Your task is to reproduce the entries below word for word.

#####

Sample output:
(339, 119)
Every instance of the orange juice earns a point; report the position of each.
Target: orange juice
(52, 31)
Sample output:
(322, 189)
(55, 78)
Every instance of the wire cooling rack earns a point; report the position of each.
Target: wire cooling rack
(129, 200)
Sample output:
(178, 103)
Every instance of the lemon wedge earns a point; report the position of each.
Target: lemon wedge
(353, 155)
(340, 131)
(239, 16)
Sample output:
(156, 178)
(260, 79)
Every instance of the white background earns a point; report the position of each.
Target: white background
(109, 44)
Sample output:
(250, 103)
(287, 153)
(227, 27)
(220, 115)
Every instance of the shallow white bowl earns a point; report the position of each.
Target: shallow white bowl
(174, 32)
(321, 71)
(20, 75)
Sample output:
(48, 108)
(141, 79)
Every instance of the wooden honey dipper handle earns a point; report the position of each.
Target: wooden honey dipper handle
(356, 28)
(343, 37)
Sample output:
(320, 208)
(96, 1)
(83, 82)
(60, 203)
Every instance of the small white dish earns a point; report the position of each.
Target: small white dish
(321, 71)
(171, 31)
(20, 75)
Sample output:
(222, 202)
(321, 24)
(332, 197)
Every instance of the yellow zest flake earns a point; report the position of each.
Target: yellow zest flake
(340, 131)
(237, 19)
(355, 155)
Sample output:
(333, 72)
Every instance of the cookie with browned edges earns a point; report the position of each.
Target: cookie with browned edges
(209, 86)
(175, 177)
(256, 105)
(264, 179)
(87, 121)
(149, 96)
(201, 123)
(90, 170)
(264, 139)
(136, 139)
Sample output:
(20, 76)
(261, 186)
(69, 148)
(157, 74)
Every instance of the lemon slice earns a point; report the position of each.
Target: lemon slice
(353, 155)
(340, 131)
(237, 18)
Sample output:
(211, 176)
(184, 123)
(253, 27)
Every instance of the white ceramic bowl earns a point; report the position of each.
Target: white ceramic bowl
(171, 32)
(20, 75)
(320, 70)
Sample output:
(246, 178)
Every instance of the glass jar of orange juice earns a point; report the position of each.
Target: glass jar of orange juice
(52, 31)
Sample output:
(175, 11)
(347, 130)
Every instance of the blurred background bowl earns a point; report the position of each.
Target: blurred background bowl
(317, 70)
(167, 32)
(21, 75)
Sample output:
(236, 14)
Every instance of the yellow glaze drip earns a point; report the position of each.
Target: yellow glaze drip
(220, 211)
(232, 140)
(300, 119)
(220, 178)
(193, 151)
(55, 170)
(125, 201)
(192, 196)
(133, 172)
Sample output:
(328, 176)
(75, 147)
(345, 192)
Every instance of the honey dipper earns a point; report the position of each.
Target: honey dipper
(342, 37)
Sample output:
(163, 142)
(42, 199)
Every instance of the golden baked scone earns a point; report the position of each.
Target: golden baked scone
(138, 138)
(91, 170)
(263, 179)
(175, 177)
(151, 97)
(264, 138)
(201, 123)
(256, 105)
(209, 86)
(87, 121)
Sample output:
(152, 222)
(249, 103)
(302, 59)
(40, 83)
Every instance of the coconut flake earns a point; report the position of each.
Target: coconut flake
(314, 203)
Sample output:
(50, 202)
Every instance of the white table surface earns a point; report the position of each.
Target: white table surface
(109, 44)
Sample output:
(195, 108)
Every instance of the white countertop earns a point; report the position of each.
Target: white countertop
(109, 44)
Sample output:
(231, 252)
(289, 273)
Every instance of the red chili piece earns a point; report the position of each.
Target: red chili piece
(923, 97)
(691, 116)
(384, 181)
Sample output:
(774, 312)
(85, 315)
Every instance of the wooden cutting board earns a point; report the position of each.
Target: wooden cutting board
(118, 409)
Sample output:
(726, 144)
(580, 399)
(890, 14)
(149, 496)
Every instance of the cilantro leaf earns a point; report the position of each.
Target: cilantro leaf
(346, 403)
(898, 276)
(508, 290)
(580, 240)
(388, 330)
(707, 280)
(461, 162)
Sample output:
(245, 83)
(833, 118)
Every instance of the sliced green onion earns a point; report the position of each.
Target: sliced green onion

#####

▶ [Answer to this exercise]
Sample output:
(339, 119)
Every instance of the orange juice earns a point; report the position of each.
Target: orange juice
(52, 31)
Sample output:
(322, 189)
(55, 78)
Every instance of the wire cooling rack earns a point; report the position of each.
Target: wire cooling rack
(129, 200)
Sample output:
(178, 103)
Every instance of the lemon wedge earns a point; report the position of each.
Target: lemon wedge
(353, 155)
(340, 131)
(239, 16)
Sample output:
(156, 178)
(260, 79)
Every instance of the white background earns a point; report the position of each.
Target: white background
(109, 44)
Sample output:
(250, 103)
(287, 153)
(227, 27)
(220, 115)
Every instance of the shallow white bowl earns a point; report the position of each.
Target: shallow white bowl
(174, 32)
(321, 71)
(20, 75)
Sample output:
(48, 108)
(141, 79)
Every instance of the wooden honey dipper handle earns a point; report the position of each.
Target: wooden honey dipper handle
(356, 28)
(343, 37)
Sample output:
(320, 208)
(96, 1)
(83, 82)
(60, 203)
Every instance of the small white dish earns a point; report the position of each.
Target: small white dish
(321, 71)
(171, 31)
(20, 75)
Sample output:
(222, 202)
(321, 24)
(332, 197)
Every instance of the yellow zest flake earns a point; report the position of each.
Target: yellow zest flake
(340, 131)
(237, 19)
(355, 155)
Sample output:
(333, 72)
Every instance of the cookie with browned edges earns a point; report the position of each.
Target: cookie with browned edges
(209, 86)
(175, 177)
(256, 105)
(264, 179)
(87, 121)
(149, 96)
(201, 123)
(90, 170)
(264, 139)
(136, 139)
Sample output:
(20, 76)
(261, 186)
(69, 148)
(157, 74)
Every instance of the lemon slice earns a point; report the position of each.
Target: lemon slice
(353, 155)
(340, 131)
(237, 18)
Sample output:
(211, 176)
(184, 123)
(253, 27)
Every instance of the white ceramic bowl earns a point; report the position of each.
Target: white ceramic bowl
(171, 32)
(20, 75)
(320, 70)
Sample output:
(246, 178)
Every instance of the glass jar of orange juice earns a point; report the position of each.
Target: glass jar of orange juice
(52, 31)
Sample output:
(175, 11)
(347, 130)
Every instance of the blurred background bowl earns a point; report the position of each.
Target: blurred background bowl
(317, 70)
(167, 32)
(21, 75)
Sample output:
(236, 14)
Every instance of the yellow glaze drip earns a point; report the position of each.
Target: yellow glaze drip
(220, 211)
(232, 140)
(300, 119)
(220, 178)
(193, 151)
(55, 170)
(125, 201)
(192, 196)
(133, 172)
Sample output:
(328, 176)
(75, 147)
(345, 192)
Every instance of the honey dipper earns a point; report the position of each.
Target: honey dipper
(342, 37)
Sample output:
(163, 142)
(42, 199)
Every instance of the golden baked scone earns a point; report the position of each.
Target: golden baked scone
(138, 138)
(91, 170)
(263, 179)
(175, 177)
(151, 97)
(264, 138)
(201, 123)
(256, 105)
(209, 86)
(87, 121)
Sample output:
(152, 222)
(249, 103)
(302, 59)
(40, 83)
Every instance of the coconut flake earns a point; report the position of each.
Target: coconut flake
(314, 203)
Sample output:
(50, 202)
Every instance of the white table surface earns a point; report the position of each.
Target: white table surface
(109, 44)
Sample output:
(195, 108)
Every instance of the white countertop earns a point; report the position of each.
Target: white countertop
(109, 44)
Sample output:
(231, 252)
(289, 273)
Every instance of the red chili piece earns a point; report the position of each.
Target: red chili piece
(923, 97)
(691, 116)
(384, 181)
Sample output:
(774, 312)
(85, 315)
Every instance of the wooden cutting board earns a point; report the position of each.
Target: wooden cutting board
(118, 409)
Sample output:
(726, 144)
(580, 399)
(890, 14)
(149, 496)
Every instance of the cilantro leaf earns a point; report the position of each.
Target: cilantro leaf
(346, 403)
(898, 276)
(508, 290)
(580, 240)
(388, 330)
(707, 280)
(461, 162)
Sample output:
(245, 83)
(833, 118)
Every instance of the sliced green onion earns a point; report the position of each.
Target: sliced green onion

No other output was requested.